Referring expression pointing data:

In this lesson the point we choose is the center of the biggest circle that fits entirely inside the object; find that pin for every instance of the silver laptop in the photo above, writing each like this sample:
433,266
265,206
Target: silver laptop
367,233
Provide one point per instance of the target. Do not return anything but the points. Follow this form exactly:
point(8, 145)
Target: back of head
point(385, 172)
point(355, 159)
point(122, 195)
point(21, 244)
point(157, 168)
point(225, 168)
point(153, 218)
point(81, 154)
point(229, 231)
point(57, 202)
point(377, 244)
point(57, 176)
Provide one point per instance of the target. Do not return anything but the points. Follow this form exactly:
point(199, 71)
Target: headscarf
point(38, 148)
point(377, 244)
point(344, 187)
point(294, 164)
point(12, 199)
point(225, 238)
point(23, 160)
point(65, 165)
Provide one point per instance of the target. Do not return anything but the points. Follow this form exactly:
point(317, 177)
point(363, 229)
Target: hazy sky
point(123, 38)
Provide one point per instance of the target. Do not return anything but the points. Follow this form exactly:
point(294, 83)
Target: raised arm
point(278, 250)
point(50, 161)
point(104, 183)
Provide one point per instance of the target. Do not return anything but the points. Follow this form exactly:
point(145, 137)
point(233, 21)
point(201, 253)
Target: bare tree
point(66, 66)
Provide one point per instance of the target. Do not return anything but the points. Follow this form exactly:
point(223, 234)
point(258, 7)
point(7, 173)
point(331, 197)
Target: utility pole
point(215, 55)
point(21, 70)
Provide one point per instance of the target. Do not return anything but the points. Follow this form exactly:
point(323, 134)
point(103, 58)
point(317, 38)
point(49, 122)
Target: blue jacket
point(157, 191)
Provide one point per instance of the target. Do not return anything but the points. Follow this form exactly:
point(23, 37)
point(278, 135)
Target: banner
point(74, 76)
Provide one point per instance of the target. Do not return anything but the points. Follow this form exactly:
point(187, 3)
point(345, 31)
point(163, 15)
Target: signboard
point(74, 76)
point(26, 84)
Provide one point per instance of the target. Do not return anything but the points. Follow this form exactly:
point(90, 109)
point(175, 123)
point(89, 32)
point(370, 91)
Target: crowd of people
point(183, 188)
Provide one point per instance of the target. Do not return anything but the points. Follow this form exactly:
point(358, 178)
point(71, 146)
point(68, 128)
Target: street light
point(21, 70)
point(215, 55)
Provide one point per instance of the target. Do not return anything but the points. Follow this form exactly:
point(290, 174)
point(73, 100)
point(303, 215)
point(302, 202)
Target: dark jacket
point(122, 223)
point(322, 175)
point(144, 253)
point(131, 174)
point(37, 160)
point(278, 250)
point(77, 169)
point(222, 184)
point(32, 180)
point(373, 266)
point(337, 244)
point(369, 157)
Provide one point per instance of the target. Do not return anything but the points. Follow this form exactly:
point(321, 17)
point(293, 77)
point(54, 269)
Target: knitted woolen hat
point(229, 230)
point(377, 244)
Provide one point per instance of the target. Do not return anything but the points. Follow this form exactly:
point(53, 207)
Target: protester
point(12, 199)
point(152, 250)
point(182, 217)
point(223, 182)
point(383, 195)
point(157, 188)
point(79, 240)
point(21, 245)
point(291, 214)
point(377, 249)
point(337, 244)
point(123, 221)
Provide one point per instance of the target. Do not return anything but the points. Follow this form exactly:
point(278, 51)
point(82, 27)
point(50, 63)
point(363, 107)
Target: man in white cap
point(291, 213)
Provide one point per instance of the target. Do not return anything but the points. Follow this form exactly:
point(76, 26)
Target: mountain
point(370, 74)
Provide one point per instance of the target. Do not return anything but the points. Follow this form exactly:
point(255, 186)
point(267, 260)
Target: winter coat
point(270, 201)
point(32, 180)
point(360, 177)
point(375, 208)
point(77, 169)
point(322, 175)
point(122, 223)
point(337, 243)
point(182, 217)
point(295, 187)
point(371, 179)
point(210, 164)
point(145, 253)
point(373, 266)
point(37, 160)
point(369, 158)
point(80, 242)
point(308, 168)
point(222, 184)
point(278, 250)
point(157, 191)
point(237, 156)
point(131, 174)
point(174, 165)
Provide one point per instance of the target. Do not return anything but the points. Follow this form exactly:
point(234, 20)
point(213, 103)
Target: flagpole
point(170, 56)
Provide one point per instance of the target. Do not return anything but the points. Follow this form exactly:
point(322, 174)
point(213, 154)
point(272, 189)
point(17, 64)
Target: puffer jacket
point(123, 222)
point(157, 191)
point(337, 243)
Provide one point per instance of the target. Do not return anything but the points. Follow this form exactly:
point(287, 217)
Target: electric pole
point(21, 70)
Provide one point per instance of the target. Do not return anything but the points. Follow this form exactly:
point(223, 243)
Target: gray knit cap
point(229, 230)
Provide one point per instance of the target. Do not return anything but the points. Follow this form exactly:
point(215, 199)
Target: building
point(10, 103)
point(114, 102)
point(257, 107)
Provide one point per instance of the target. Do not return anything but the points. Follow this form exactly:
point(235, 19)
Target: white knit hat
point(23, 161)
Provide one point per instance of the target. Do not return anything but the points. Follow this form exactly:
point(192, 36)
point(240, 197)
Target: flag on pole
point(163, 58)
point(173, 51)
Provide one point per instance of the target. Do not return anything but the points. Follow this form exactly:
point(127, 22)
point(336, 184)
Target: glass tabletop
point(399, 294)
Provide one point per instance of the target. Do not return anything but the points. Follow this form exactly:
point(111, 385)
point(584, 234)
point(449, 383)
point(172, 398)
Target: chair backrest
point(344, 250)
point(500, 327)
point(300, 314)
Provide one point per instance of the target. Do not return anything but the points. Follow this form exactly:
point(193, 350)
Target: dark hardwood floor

_Work request:_
In the entries above, restate word for word the lines between the one holding "point(358, 178)" and the one holding "point(255, 186)", inclusive, and nothing besides.

_Final answer:_
point(358, 178)
point(71, 146)
point(68, 128)
Target: street light
point(21, 70)
point(215, 55)
Provide one point per instance of the target. Do not return anything but the points. Follow this form exactly:
point(290, 174)
point(73, 100)
point(303, 215)
point(302, 202)
Target: dark jacket
point(122, 223)
point(322, 175)
point(144, 253)
point(131, 174)
point(37, 160)
point(278, 250)
point(77, 169)
point(222, 184)
point(32, 180)
point(373, 266)
point(337, 244)
point(369, 157)
Provide one point per instance of the target. Do not return anything but the points. Follow this form exactly:
point(321, 17)
point(293, 77)
point(54, 269)
Target: knitted woolen hat
point(229, 230)
point(377, 244)
Provide one point per instance of the target. Do not return anything but the points. Follow this form exactly:
point(53, 207)
Target: protester
point(12, 199)
point(152, 250)
point(182, 217)
point(223, 182)
point(383, 195)
point(157, 188)
point(79, 240)
point(21, 245)
point(291, 214)
point(377, 249)
point(337, 244)
point(123, 221)
Provide one point per instance of the target. Do not return anything but the points. Follow this form exactly:
point(278, 51)
point(82, 27)
point(50, 63)
point(363, 107)
Target: man in white cap
point(291, 213)
Provide one point per instance of the target. Do not return anything but the points. Follow this form exactly:
point(76, 26)
Target: mountain
point(370, 74)
Provide one point per instance of the target. Do not return anything but the points. Follow this form exactly:
point(255, 186)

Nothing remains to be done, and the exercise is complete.